◆ What to produce
Reproduce everything from "I'd rather write, listen" down to "lose any services." in the piece about keeping cable television, with no changes.

◆ Document section
Ever since I spent a month in the California desert last summer, when I had no TV access at all and watched just a handful of shows on my laptop, I haven't been watching much television. In cold months of deep depression, I might troll Turner Classic Movies or Classic Movies On Demand for some Cary Grant movie to transport me out of my apartment and into some exciting, exotic place anywhere but here. But now that the weather is nice, Guiding Light was cancelled, LOST was a big disappointment, and VH1 plays music videos too early in the morning for me to catch, I don't really see the point of flipping through the channels to find something remotely interesting to distract me from my own life, or to just have noise on.
I'd rather write, listen to music, or start packing up my apartment.
So why, then, when I was actually on the phone with Time Warner, did I allow myself to be convinced to keep my cable?
On the surface, the argument the phone representative made was compelling: if I kept my internet service through them, that was already $45 by itself, and paying an additional $18 for the broadcast and public channels wouldn't actually save me that much money. I might as well take advantage of their current promotion which would reduce my bill to $99/month, and I wouldn't lose any services.
I acquiesced, figuring saving $12/month was better that saving nothing at all.
But still, I sit here in my apartment, staring at a television which is more often off than it is on, and I start to think the prospect of saving another $36/month actually is that much money. And I would still get to watch General Hospital and say goodnight to Craig Ferguson every night before tucking in.

◆ Data records
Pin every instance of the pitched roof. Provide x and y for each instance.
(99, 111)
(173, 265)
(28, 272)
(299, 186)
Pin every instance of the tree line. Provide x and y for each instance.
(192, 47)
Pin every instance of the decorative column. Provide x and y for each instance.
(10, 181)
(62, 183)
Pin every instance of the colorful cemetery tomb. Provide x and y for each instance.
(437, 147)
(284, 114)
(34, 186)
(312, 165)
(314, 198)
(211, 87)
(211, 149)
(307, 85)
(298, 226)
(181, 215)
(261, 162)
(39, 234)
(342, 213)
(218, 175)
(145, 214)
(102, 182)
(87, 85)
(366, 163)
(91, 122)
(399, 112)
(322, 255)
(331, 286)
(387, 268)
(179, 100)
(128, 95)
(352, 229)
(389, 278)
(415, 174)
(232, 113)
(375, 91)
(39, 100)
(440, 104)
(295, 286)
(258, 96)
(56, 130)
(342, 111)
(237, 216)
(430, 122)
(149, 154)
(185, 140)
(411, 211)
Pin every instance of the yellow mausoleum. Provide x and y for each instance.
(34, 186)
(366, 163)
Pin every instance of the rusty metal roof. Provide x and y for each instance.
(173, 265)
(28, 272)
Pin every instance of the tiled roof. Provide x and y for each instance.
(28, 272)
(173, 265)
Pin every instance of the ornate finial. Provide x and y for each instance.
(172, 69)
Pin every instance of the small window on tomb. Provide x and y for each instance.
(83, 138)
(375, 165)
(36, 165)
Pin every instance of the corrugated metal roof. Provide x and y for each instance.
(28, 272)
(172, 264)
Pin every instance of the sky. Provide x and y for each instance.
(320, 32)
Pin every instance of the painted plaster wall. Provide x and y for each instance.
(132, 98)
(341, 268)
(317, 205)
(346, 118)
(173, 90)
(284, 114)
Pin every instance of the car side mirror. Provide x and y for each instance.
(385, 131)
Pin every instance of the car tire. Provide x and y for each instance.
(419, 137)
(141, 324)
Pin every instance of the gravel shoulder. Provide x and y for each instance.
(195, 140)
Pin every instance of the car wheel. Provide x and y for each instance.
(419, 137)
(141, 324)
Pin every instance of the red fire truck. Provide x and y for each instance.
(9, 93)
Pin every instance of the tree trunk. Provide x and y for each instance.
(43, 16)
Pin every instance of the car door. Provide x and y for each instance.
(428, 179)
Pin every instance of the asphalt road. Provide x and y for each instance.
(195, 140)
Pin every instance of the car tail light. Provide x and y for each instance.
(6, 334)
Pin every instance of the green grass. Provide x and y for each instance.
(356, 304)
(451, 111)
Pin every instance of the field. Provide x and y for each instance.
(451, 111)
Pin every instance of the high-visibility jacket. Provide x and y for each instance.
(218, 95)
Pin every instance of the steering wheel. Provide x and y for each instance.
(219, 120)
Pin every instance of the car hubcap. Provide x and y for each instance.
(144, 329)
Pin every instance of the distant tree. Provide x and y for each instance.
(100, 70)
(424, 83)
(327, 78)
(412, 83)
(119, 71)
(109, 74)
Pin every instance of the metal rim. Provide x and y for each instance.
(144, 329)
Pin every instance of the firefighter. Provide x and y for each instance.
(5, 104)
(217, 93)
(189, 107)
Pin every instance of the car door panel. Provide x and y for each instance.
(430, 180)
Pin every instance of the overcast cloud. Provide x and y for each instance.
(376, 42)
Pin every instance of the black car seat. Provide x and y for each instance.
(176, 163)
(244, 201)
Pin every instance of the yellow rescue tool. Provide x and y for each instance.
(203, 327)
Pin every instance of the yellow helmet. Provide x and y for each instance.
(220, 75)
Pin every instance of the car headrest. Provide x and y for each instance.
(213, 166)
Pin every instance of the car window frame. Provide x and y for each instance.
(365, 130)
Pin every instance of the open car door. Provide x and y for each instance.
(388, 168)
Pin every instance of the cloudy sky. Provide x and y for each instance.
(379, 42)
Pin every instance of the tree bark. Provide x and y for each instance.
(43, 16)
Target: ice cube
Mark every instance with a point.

◆ Written reply
I'd rather write, listen to music, or start packing up my apartment.
So why, then, when I was actually on the phone with Time Warner, did I allow myself to be convinced to keep my cable?
On the surface, the argument the phone representative made was compelling: if I kept my internet service through them, that was already $45 by itself, and paying an additional $18 for the broadcast and public channels wouldn't actually save me that much money. I might as well take advantage of their current promotion which would reduce my bill to $99/month, and I wouldn't lose any services.